Saved entries
--- START ---
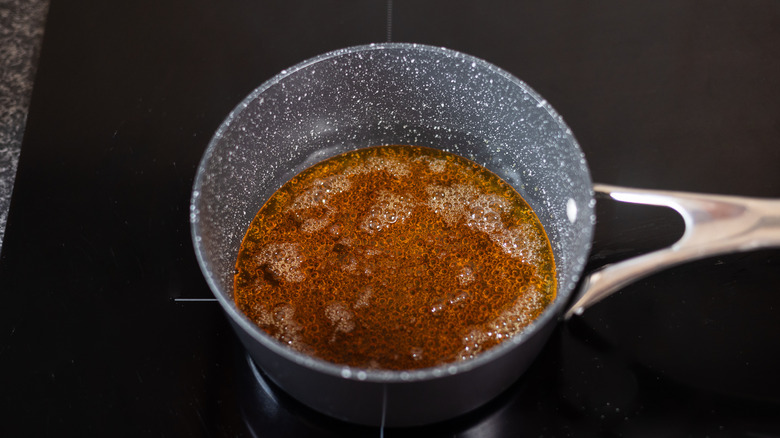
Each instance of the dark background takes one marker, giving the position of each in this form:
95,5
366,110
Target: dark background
677,94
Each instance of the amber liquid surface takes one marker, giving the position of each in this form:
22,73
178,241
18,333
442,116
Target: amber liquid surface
394,257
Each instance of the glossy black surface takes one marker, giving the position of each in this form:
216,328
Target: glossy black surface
676,95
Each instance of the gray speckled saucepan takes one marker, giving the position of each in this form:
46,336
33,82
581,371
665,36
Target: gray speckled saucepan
408,94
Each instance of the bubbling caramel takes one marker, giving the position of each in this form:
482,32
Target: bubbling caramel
394,257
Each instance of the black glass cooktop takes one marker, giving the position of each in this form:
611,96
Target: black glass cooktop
106,327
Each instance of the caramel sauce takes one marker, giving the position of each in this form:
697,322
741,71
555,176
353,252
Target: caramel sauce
394,257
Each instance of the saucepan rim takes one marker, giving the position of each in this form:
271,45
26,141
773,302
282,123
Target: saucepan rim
554,310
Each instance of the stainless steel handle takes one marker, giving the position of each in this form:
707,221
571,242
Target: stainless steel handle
714,224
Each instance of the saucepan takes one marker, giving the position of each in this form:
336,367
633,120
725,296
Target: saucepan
428,96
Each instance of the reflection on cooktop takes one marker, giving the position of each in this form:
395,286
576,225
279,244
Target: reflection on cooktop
580,384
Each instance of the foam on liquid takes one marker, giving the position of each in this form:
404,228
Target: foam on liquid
394,257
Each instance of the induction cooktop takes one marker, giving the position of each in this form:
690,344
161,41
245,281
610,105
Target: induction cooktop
108,327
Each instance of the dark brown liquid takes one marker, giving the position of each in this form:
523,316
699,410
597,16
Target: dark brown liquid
394,257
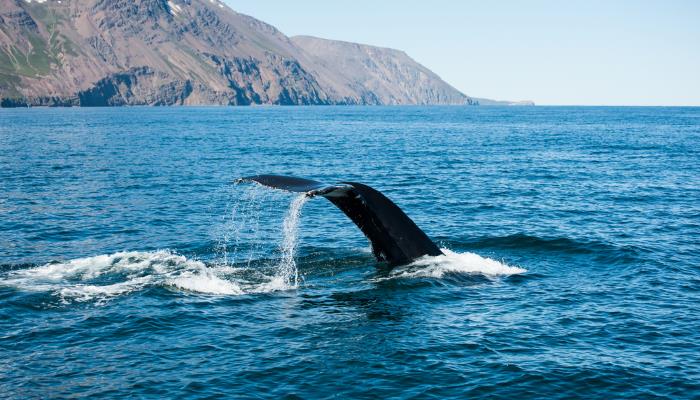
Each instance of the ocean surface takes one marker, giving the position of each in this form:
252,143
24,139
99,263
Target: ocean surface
132,265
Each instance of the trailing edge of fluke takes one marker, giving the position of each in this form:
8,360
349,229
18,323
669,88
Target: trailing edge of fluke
395,238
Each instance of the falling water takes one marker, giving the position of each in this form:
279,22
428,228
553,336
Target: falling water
287,268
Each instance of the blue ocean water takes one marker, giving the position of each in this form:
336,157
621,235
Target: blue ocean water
132,265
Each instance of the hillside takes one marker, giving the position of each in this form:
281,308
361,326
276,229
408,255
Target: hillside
191,52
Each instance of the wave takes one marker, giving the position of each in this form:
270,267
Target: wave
453,262
554,244
105,276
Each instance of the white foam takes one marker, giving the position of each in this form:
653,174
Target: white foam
206,283
453,262
121,273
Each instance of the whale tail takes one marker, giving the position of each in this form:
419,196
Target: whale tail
395,238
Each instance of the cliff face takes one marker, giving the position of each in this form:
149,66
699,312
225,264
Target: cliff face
189,52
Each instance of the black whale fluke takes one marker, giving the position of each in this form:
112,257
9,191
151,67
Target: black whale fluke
395,238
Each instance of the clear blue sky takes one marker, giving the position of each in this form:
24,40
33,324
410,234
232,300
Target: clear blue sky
553,52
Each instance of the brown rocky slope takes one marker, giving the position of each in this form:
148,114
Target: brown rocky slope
190,52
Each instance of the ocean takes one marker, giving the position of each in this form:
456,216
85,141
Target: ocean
133,265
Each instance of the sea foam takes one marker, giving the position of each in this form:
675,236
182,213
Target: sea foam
453,262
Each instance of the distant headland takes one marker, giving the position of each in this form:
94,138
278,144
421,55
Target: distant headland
194,52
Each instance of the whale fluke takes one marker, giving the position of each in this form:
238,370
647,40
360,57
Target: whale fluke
395,238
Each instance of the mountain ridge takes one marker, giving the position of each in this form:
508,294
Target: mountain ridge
191,52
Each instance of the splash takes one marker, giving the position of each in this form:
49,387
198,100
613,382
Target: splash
288,272
102,277
453,262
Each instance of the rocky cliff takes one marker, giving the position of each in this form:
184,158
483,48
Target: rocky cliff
360,74
190,52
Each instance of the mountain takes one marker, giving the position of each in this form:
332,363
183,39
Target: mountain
356,73
190,52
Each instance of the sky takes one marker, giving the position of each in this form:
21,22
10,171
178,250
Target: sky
623,52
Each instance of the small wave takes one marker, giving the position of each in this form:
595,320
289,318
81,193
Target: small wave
102,277
564,245
453,262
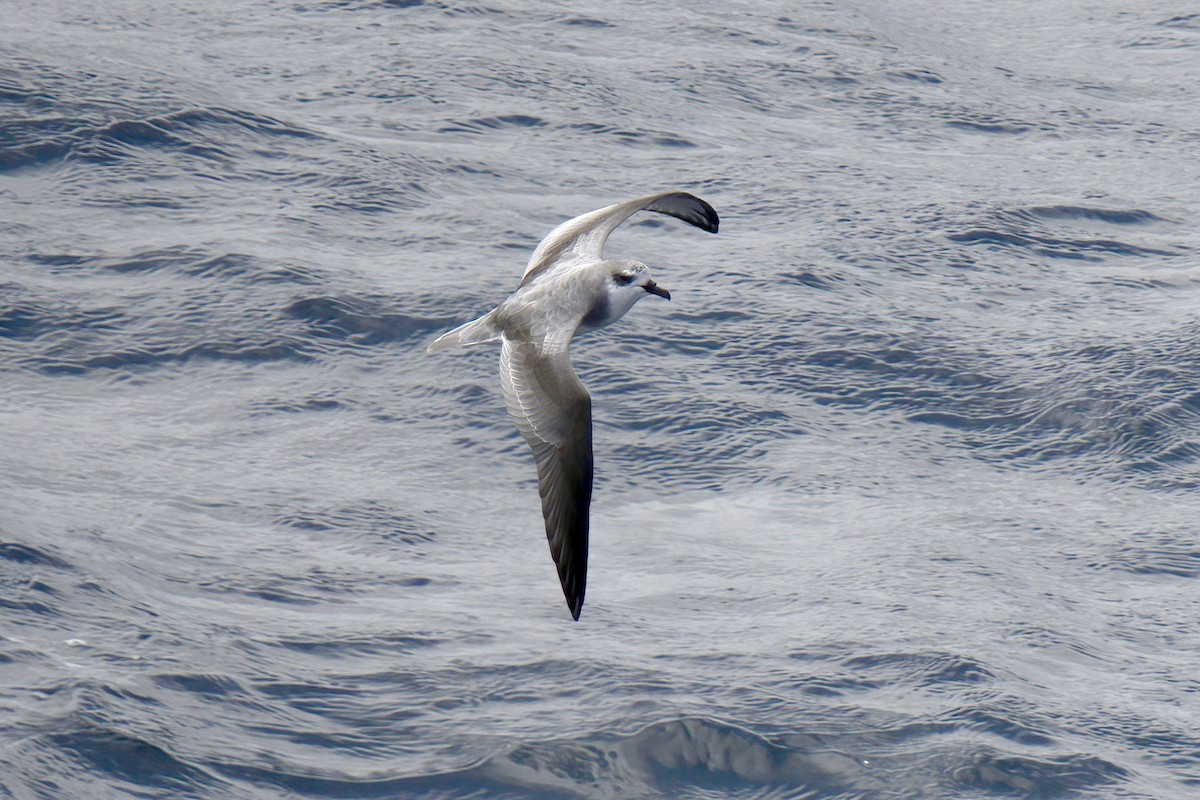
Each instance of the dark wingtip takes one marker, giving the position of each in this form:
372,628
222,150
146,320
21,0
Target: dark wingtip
689,208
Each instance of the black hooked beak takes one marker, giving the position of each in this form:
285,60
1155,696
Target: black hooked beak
654,288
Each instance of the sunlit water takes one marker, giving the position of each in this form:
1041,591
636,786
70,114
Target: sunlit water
895,499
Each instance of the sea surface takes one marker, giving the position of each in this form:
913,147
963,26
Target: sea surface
899,498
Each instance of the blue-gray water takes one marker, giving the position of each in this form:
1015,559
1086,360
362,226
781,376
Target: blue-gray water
897,499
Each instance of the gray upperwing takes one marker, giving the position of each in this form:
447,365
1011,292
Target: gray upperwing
553,413
586,235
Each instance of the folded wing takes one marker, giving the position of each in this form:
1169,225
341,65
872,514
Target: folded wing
553,411
586,235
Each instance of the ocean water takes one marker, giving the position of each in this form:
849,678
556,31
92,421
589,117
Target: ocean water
898,498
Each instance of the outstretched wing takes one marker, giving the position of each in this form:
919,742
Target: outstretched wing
586,235
553,411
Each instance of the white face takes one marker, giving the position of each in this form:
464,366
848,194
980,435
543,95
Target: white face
631,282
624,284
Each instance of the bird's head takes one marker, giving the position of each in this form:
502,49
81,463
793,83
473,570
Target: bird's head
633,280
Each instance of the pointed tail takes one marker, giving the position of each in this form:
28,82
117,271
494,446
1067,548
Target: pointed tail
477,331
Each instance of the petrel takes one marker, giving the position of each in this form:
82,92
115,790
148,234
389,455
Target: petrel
568,287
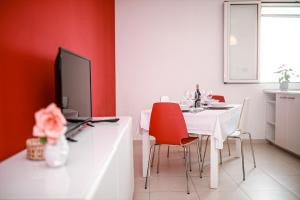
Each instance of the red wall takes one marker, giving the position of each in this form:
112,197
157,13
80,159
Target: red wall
30,33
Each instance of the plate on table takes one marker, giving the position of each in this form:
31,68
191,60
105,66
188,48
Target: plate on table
218,106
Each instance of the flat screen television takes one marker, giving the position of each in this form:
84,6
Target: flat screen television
73,86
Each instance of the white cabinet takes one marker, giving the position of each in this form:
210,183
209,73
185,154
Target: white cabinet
100,166
293,123
286,113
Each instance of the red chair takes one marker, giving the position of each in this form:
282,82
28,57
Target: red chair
168,127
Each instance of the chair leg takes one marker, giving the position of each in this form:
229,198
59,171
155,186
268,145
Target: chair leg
243,162
153,156
229,152
220,151
200,140
146,182
252,149
204,155
199,156
190,158
158,156
186,173
168,151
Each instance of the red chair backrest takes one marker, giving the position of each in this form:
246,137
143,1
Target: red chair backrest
218,97
167,124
--- END ---
▶ PROMPT: When you reproduce the entries above, keep every word exactly and leave out each picture.

▶ PROBLEM SOLUTION:
Each instance of the dark background takes one marker, giving the position of each in this form:
95,5
366,110
Target: dark background
677,94
Each instance of the amber liquid surface takes one marker, giving the position of each in this form:
22,73
178,241
18,333
442,116
Target: amber liquid surface
394,257
Each instance of the glossy black surface takes one marker, giving the position of each in this form:
216,328
Target: glossy black surface
676,95
Each instance of the gray speckled saucepan takes one marker, giving the position of each in this form:
46,336
33,82
581,371
665,36
Target: gray speckled saucepan
408,94
Each instance of the bubbling caramel takes one marker, giving the position of each in this form:
482,32
Target: bubbling caramel
394,257
Each instance of the black glass cooktop takes one marker, giving the position of each in this form:
611,96
Target: black glass cooktop
106,327
Each instance of the caramel sauce takes one marker, giving the position of each in this form:
697,322
741,71
555,176
353,252
Target: caramel sauce
394,257
Each instance of the saucepan rim takes one marker, giving the position of each in this form:
271,45
26,141
773,302
282,123
Target: saucepan rim
554,310
Each instance of the stainless steel handle takes one marker, giving the position of each in this form:
707,221
571,242
Target: stainless steel handle
714,224
Each instance of the saucepan takes one marker, giving the position of each in this form:
336,367
633,120
725,296
Target: saucepan
428,96
Each instance of the reflection on cooktop takes one marker, giving the position of each in this form:
395,286
576,225
279,244
Target: reflection on cooktop
580,384
Each instance of the foam on liquid takes one marker, giving the position of each in this form:
404,228
Target: foam on liquid
394,257
Each instance of the induction cooktop takes one marker, giving the position of each in this form:
690,344
161,41
245,281
610,105
Target: induction cooktop
108,327
Each instance of the dark brown liquid takes one marker, giving the position of each in this form:
523,316
699,410
597,16
Target: dark brown liquid
394,257
Each instance of the ocean surface takes one marker, giving the position of each in this form:
252,143
24,139
99,263
Target: ocean surface
132,265
Each instance of the trailing edge of fluke takes one marker, giving the position of each in this form:
8,360
349,229
18,323
669,88
Target: trailing edge of fluke
395,238
Each instance of the falling water takes one marker, giving the position of each in this form:
279,22
428,228
553,336
Target: falling water
287,268
Each instance of the blue ocean water takes one marker, giving the position of each in this form:
336,157
621,235
Target: blue ocean water
132,265
Each instance of the hillside takes one marker, giving the position of each in this form:
281,308
361,326
276,229
408,255
Target: hillside
191,52
Each instance of the wave takes one marker, giving the position of each in this form:
270,267
Target: wave
453,262
554,244
105,276
Each instance of the white foam takes one marker, giving the position of each in this form:
653,174
Target: white foam
206,283
453,262
121,273
Each instance of the whale tail takes one marker, giving the position of each in this form:
419,196
Target: whale tail
395,238
Each instance of the cliff face takes one marker, giving the position of each in this form:
149,66
699,312
225,264
Target: cliff face
189,52
Each instance of the black whale fluke takes one marker, giving the position of each in this form:
112,257
9,191
151,67
Target: black whale fluke
395,238
Each instance of the clear blue sky takes one marker, giving the position of each in this form:
24,40
33,324
410,234
232,300
Target: clear blue sky
553,52
Each instance of the brown rocky slope takes one marker, giving the position of each in this form:
148,114
Target: brown rocky slope
190,52
Each instance of the ocean takes one marker, giving the position of each in this form:
456,216
85,141
Target: ocean
133,265
Each instance of the sea foam takes one marker, giving the position of each in this form:
675,236
182,213
Target: sea foam
453,262
Each instance of the distant headland takes one marker, giving the position of each in this form:
94,138
278,144
421,55
Target: distant headland
194,52
Each instance of the whale fluke takes one marker, giving the position of each in this form:
238,370
647,40
360,57
Target: whale fluke
395,238
Each instance of the mountain ridge takes one marker, giving the position of each in this form:
508,294
Target: mountain ridge
191,52
Each instance of the splash takes one marker, giving the position of each in this form:
49,387
198,100
613,382
Target: splash
288,272
102,277
453,262
Each instance of the rocky cliff takes one marker, giving the position of each in this form:
184,158
483,48
Target: rocky cliff
360,74
190,52
Each instance of the mountain takes one marker, giving the position of each in this form:
332,363
183,39
Target: mountain
356,73
190,52
Each instance of the sky takes one marker, giving the position of each in this form:
21,22
10,171
178,250
Target: sky
623,52
Each instance of the small wave takes one marker, giving the position of each in this form:
595,320
289,318
81,193
Target: small wave
102,277
564,245
453,262
Each instance of the dark wingtip takes one marker, giving the position of each in this form:
372,628
222,150
146,320
21,0
Target: dark wingtip
689,208
Each instance of the black hooked beak takes one marker, giving the position of each in this form:
285,60
1155,696
Target: black hooked beak
654,288
Each instance of the sunlit water takes one marker, giving the position of each in this form:
1041,591
636,786
70,114
Target: sunlit water
895,499
Each instance of the sea surface takes one marker, giving the position of each in this form:
913,147
963,26
Target: sea surface
899,498
Each instance of the blue-gray water takes one marker, giving the position of each in this form:
1015,559
1086,360
362,226
781,376
Target: blue-gray water
897,499
Each instance of the gray upperwing takes one marker, giving the position of each in this form:
447,365
1011,292
Target: gray upperwing
553,413
586,235
Each instance of the folded wing takes one marker, giving the position of each in this form:
1169,225
341,65
872,514
Target: folded wing
553,411
586,235
Each instance of the ocean water takes one marker, giving the position of each in this form:
849,678
556,31
92,421
589,117
Target: ocean water
898,498
Each instance of the outstretched wing takes one marker, giving the position of each in this form:
919,742
Target: outstretched wing
586,235
553,411
Each instance of the white face takes one marker, giving the position of each in this form:
464,366
848,194
980,435
543,95
Target: white face
631,282
624,284
Each instance of the bird's head takes one marker, giving the position of each in this form:
502,49
81,463
793,83
473,570
Target: bird's head
633,280
Each instance of the pointed tail takes one marker, giving the position of each in this form:
28,82
117,271
494,446
1067,548
Target: pointed tail
477,331
Each instance of the petrel takes one marker, giving the position of each in this form:
82,92
115,790
148,234
389,455
Target: petrel
568,287
Each instance of the red wall takes one marker, giving the position of each in this form:
112,197
157,13
80,159
Target: red wall
30,33
Each instance of the plate on table takes one marker, giving the position of each in this form:
31,68
191,60
105,66
188,48
Target: plate on table
218,106
Each instance of the flat screen television takes one marker, giving the position of each in this form:
84,6
Target: flat screen television
73,86
Each instance of the white cabinet takes one marker, giving the position of each in this form:
210,183
209,73
185,154
Target: white cabinet
100,166
293,123
286,113
Each instance of the red chair takes one marker, giving the position of each in this form:
282,82
28,57
Target: red chair
168,127
Each instance of the chair leg takes one marker, giving the position of each in this form:
229,198
59,171
155,186
268,145
Target: chair leg
243,162
153,156
229,152
220,151
200,140
146,182
252,149
204,155
199,156
190,158
158,156
186,173
168,151
Each instance of the red chair backrest takes one marker, giving the position of each in this form:
246,137
143,1
Target: red chair backrest
218,97
167,124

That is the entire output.